Translate this sentence from the travel diary below into Spanish: "Fun fact: Every girl learns how to make the famous Balinese Hindu offerings in public school."
+++ Supplied text +++
1/22
Sarapan: nasi pecel again, love it! Rice with steamed greens, sprouts, spicy peanut sauce. This time
with potatoes, a first. Tried to offer money, was denied. Back the way I came,
then through the West Bali National Park. Passed many huge resorts and small
rice villages. At a warnet I sent couch surf requests (something I ought to
have thought about earlier because Bali is different than Java Timor in terms
of the excitement to see a foreigner.) Asked at a little hotel, dude wanted
100,000 I’m like – naw can’t do it. Stopped at a fruit stand, ate watermelon
and papaya, asked muslim seller about rooms, he said he knew a place for
50,000. Turned out to be 100,000 also. Whatever, this is Bali, nice enough
place. (If I convert the prices to USD, it seems petty to be fussing over
amazingly cheap prices for American standards, but at this point I’m working
with money from a scholarship from the Indonesian government and I’m already
used to prices here.)
1/23
Headed to Singaraja – got a late start,
took longer than I thought. Nice flat ride. Bali grows grapes!? Kinda sour,
seeded. Got some durian, yow! Very nice prices and taste. From 5,000 – 20,000
depending on size. Met an Italian bike tourer. In Singaraja met this couch
surfer English major Balinese dude, Vica, and his Korean friend studying tourism in Bali. Nice people.
Checked out the Buddhist temple for Chinese new year. Now its year of the
dragon. Learned a bit about Balinese culture- courtship, calendar, ritual, feng
sui, family. Fun fact: Every girl learns how to make the famous Balinese Hindu
offerings in public school. Dropped off my laundry. Learned some card games and
tricks.
1/24
Got another late start, cruised North
coast, stopped for rambutan and bananas. Met bike touring Alex from Colorado-
riding Indonesia tip to tip, Aceh Sumatra to Papua. Rode with him through the
Eastern mountains, stopped at a water temple, jumped into fresh water pool. Got
Alex to try durian for the first time, and now he likes it. Tried another new
fruit, Bali is in the name, tastes like a combo of avocado, pear, sapote. Salak
in Bali is wetter and more astringent, I prefer the tarter-but-not-astringent
Pondok Salak in Central Java. Manggis (mangosteen) is divine here. Saw hella
rambutan trees and trucks. Wanted to make it to Denpasar, got caught up in
Alex’s momentum, powered through a 12 hour day to make it to Batu Bulan, a kind
of suburb of Denpasar. Got to Ian’s house. He is a fellow darmasiswa recipient
and couch surfer from Massachusetts studying Balinese gamelan, a songwriter
too!
1/25 “Day Off”
Ian and I went for a ride around the
Bukit – hilly land over an isthmus at the south tip of Bali – after stopping by
the airport trying to change my flight. Checked out an awesome temple decked
out for a ceremony the next day. It looked like America on the way there, but
once off the main street, it was still Bali. Overlooking a killah surf spot.
Caught a public bus home for cheap. Checked out the Batu Bulan night market.
Stayed at Ian’s place one more night.
+++ Records +++
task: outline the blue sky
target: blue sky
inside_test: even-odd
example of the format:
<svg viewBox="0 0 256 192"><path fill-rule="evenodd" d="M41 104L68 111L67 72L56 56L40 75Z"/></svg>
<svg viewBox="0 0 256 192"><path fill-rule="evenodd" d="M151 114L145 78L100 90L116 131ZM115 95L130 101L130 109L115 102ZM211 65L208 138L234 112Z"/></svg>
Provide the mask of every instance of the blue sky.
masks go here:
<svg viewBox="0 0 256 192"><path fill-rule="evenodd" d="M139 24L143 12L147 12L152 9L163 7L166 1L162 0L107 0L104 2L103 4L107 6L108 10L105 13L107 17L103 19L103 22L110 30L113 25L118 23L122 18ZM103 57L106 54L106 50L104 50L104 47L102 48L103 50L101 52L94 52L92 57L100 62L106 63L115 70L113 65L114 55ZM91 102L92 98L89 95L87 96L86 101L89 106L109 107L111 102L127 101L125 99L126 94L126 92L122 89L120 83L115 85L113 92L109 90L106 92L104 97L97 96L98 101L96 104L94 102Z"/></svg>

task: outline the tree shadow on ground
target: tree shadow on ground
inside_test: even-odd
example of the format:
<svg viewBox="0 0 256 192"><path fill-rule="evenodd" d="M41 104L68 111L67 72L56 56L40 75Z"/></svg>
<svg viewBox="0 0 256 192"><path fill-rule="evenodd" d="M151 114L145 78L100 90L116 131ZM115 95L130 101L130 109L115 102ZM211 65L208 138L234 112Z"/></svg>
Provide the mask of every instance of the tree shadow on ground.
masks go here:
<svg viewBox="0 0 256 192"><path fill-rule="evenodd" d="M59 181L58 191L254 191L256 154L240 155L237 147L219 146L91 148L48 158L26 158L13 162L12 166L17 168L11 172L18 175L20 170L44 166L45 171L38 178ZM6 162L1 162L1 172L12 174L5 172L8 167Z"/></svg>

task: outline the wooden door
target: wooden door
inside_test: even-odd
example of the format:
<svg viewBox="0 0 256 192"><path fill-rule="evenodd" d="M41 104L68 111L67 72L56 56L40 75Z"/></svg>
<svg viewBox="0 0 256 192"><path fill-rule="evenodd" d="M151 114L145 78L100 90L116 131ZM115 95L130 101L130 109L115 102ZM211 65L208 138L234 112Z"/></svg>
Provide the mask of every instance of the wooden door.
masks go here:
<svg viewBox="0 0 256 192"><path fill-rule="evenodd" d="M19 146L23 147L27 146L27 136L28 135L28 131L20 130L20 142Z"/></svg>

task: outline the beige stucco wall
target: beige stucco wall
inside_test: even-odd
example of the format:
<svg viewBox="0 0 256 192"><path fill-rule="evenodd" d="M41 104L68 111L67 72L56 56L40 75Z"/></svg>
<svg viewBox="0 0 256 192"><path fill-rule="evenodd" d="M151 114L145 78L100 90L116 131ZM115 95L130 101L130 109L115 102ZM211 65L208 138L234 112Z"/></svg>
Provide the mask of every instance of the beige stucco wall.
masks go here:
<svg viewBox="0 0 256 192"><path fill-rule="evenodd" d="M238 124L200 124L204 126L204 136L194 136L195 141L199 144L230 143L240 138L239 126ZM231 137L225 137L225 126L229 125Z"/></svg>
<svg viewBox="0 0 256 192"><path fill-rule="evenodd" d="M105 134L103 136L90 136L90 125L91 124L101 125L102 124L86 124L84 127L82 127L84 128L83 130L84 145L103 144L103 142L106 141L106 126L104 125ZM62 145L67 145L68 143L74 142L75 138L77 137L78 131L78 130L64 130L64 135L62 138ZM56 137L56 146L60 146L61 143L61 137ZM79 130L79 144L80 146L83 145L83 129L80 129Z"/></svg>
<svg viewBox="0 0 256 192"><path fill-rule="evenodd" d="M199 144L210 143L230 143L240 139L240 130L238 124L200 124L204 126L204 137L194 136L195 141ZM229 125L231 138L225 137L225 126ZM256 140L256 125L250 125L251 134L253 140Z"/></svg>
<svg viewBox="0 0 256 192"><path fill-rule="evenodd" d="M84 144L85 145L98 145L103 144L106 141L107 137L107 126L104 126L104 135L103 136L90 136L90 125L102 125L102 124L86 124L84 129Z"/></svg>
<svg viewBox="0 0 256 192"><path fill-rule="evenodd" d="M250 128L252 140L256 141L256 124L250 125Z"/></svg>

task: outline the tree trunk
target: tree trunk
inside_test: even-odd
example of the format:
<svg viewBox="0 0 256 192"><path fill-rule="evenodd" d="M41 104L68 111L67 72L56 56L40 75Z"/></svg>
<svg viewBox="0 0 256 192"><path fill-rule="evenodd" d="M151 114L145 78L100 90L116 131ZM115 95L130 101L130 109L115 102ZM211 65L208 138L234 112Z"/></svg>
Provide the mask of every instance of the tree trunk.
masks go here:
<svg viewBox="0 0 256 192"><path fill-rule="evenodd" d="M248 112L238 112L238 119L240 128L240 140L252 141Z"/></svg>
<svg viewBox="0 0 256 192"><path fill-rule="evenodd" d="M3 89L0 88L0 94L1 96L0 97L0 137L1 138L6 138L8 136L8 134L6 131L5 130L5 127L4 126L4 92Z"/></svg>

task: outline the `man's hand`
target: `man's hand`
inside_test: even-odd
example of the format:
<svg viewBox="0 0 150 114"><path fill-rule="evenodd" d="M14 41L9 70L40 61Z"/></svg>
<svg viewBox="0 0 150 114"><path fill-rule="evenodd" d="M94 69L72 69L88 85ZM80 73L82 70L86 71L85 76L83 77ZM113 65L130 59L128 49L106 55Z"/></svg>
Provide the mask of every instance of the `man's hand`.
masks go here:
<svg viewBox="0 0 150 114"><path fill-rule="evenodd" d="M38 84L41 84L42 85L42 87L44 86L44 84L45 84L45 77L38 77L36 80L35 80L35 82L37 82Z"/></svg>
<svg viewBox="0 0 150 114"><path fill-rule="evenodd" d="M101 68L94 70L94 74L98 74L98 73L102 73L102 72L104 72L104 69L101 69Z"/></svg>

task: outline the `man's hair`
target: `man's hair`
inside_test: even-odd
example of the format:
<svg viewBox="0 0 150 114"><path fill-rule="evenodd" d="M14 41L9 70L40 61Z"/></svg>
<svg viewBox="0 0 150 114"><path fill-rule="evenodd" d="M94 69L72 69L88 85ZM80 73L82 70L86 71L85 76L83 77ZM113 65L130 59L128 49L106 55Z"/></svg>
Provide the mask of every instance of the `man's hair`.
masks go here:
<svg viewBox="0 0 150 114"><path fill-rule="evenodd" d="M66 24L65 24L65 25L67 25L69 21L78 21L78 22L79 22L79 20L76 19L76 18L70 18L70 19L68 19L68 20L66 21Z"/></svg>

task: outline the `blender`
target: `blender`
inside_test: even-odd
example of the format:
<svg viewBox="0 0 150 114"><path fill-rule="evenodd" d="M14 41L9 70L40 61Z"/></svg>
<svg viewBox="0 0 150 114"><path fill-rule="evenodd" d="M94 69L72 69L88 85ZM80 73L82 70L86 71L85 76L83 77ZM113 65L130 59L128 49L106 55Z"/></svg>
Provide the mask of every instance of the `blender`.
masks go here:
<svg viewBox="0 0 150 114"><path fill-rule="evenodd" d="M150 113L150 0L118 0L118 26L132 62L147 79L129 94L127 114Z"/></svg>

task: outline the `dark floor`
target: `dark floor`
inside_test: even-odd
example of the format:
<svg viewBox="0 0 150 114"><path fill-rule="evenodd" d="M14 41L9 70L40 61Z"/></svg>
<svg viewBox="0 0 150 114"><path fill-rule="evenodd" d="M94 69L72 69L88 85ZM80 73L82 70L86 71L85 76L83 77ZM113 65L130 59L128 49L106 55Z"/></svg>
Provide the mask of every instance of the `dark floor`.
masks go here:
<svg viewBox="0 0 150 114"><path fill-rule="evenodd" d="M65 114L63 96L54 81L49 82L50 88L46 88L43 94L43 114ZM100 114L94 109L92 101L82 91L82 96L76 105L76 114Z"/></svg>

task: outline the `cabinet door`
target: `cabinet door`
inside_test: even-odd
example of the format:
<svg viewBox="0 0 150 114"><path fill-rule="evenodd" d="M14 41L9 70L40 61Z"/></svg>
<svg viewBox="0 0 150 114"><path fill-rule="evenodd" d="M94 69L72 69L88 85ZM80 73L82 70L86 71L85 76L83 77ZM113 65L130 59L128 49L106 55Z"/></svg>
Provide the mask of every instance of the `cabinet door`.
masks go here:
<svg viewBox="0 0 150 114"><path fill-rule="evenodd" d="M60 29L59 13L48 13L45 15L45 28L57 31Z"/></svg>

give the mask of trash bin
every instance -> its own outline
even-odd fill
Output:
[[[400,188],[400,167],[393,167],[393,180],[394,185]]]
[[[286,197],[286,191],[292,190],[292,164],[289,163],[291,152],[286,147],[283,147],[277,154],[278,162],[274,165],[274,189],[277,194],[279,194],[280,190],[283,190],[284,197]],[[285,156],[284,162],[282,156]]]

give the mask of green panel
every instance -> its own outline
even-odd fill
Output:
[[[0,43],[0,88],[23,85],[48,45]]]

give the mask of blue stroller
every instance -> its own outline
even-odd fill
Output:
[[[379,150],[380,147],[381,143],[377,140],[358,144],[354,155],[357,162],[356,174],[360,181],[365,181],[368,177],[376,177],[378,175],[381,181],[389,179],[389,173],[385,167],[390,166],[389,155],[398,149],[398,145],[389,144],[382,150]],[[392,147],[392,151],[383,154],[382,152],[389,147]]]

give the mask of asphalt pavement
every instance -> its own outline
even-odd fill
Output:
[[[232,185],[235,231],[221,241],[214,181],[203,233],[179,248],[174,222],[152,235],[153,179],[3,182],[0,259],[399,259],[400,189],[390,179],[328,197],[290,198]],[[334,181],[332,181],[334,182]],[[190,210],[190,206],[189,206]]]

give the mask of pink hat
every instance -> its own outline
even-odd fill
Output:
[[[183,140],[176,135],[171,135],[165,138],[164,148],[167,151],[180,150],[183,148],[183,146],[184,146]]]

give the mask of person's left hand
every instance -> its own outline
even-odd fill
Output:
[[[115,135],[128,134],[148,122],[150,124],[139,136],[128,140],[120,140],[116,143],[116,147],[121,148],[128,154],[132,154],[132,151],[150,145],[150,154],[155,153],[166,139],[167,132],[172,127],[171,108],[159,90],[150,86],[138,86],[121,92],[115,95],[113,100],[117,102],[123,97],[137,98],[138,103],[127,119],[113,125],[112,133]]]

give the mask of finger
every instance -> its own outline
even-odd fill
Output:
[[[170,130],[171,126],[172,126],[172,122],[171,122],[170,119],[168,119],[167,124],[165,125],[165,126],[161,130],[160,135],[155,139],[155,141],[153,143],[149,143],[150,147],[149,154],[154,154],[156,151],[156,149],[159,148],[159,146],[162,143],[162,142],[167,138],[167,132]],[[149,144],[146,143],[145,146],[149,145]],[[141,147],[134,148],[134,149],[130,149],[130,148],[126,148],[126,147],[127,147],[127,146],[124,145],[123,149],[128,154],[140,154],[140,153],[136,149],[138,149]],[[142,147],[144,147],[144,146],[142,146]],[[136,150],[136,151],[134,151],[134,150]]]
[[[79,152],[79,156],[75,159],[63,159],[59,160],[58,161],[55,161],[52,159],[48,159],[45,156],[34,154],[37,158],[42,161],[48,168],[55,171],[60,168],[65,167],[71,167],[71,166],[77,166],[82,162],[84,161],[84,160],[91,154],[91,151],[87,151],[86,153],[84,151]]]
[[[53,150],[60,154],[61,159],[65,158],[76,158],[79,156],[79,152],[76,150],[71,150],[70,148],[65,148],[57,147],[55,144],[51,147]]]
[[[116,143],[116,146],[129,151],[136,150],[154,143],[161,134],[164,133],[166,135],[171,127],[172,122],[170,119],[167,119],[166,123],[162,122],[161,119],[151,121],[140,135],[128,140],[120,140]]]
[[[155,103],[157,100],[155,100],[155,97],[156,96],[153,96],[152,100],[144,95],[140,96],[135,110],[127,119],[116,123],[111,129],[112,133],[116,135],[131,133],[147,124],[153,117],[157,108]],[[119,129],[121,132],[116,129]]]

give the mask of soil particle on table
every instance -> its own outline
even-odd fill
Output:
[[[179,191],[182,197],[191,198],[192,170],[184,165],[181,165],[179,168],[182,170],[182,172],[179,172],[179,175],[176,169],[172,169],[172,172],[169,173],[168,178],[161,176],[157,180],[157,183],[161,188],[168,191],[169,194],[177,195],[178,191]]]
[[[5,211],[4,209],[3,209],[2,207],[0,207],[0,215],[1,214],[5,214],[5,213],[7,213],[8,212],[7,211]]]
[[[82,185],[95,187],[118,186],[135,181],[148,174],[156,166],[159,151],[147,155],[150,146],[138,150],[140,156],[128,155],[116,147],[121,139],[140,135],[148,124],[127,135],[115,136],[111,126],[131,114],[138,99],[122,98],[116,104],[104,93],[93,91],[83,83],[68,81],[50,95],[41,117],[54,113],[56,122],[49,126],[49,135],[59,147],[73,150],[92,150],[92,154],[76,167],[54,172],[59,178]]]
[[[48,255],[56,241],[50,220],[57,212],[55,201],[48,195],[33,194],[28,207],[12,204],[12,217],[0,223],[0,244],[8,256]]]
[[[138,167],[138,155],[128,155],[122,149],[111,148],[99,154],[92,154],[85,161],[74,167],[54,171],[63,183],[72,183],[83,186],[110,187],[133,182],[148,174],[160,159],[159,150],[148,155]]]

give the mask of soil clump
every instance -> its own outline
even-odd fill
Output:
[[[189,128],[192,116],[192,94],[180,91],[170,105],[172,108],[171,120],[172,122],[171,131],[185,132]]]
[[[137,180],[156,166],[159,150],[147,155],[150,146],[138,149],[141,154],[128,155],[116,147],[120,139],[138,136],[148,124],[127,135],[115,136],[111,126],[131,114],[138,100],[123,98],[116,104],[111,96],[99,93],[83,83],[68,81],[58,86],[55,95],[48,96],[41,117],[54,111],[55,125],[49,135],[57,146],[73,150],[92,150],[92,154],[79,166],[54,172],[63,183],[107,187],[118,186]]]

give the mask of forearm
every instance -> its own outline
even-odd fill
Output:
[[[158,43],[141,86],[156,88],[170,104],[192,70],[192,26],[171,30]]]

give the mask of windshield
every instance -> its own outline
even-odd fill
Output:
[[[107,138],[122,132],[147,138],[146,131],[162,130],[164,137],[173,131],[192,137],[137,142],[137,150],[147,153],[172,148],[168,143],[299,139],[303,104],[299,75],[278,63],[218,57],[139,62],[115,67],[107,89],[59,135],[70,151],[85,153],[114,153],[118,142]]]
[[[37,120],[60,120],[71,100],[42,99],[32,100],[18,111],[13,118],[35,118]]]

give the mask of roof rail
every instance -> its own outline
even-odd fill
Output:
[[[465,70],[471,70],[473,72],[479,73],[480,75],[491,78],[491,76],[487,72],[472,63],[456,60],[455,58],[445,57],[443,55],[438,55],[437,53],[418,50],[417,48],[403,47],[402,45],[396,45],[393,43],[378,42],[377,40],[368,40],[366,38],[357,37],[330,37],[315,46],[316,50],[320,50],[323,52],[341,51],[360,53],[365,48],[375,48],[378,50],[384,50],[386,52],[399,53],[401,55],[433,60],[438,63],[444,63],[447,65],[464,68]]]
+++
▶ [Expected output]: Dato curioso: todas las niñas aprenden a hacer las famosas ofrendas hindúes balinesas en la escuela pública.